*PROBLEMS:*
a) In the passage about the Czar's public life, how many yearly "non-working" church holidays were there besides Sundays?
b) Continue the passage about the Czar's public life, picking up after its final sentence.

*DOCUMENT TEXT:*
------------------------------------------------
Many thanks, Joanna.

The following from 'Katia: Wife before God', casts an interesting light on the subject of Court Journals.

"The Czar's life was usually an open book, not only to his entourage but to all his subjects. Almost his every move, every visit, every event---in short, almost every minute of his existence on earth---was made public, recorded, checked, double-checked, entered in several books especially kept for the purpose, viewed and reviewed by countless courtiers from high rank to low. Moreover, the "Imperial activities" were planned far in advance; specially bound booklets in red leather covers were printed for each occasion. Parades, church holidays (there were thirty-four yearly "non-working" days, aside from Sundays), visits to the Guard and Army regiments on various occasions---all these events were rigidly observed and personally attended by the Czar. Receptions for foreign sovereigns, diplomats, dignitaries, "family dinners" (there were thirty-two male and female Romanovs at that time), the "name's days" or "Saint's days" of relatives---events which were even more important in Russia than birthdays---funerals, baptisms, various marriages of relatives---all occupied the Czar. Finally, but not least of all, the "state affairs," the meetings with the cabinet ministers, took a great deal of the Czar's daytime hours. He was almost never alone."
------------------------------------------------
*DATASET EXTRACT:*
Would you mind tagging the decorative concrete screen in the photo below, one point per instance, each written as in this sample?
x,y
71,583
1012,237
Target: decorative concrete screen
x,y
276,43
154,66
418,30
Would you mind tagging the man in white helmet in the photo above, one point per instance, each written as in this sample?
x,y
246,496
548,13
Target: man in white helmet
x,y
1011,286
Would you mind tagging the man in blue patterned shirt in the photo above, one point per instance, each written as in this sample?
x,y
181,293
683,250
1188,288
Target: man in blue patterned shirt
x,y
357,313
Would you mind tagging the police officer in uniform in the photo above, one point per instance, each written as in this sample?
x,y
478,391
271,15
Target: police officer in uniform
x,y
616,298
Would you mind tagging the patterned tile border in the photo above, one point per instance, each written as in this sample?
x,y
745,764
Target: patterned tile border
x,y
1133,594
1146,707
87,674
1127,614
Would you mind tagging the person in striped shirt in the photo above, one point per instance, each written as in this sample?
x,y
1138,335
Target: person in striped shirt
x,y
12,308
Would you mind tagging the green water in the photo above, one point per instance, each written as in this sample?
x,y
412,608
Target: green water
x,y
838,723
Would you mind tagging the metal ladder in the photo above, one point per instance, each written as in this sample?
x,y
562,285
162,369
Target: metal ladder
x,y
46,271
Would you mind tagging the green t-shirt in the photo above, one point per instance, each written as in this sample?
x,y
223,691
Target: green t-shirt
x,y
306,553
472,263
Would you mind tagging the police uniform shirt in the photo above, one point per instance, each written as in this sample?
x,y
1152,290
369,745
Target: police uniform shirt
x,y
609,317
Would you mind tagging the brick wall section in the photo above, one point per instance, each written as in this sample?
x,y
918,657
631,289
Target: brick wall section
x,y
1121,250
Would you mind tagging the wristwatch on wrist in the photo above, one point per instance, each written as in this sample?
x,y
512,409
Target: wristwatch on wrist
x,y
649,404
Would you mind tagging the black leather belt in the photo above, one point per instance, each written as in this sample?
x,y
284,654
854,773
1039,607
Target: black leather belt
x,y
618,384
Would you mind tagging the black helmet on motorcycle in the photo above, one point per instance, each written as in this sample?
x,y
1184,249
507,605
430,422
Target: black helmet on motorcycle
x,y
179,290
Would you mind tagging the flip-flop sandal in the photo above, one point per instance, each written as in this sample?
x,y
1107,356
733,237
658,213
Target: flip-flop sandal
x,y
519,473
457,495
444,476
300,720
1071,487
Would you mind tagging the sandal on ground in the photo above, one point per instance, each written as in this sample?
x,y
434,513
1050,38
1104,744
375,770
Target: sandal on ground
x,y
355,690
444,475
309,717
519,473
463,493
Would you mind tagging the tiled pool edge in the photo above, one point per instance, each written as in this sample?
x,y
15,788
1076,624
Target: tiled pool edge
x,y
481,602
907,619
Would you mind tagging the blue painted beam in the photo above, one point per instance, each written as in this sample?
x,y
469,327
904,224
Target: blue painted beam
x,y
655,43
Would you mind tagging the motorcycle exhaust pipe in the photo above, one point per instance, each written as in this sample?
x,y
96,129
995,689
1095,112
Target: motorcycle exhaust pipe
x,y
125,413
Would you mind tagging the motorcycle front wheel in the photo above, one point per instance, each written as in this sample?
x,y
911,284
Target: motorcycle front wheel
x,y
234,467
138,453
------------------------------------------------
*TASK RESPONSES:*
a) Thirty-four.

b)
The following isn't related to Court Journals, but because it followed in the book, thought it might be of interest.

"The autocrats "homework" occupied most of his time at night (provided there were no state dinners, theater performances, or balls). From the Czar's diaries we know that "state papers" meant reading "voluminous" reports from the four corners of the immense Russian Empire. Every report in those days (actually up to 1917) according to strict regulations, had to be handwritten. The home "reading" as it was universally done in Russia by all the officials, took place "after supper," that is, after 10 or 11 p.m. Time and time again the imperial diarist would more: "Worked on papers late after supper," or "I've read late---masses of papers to study," and so on. Every Russian sovereign, particularly Alexander II, wrote every resolution, decision, and answer sometimes on several pages, in his own handwriting. The custom of employing "secretaries" had not been renewed since Catherine the Great's time."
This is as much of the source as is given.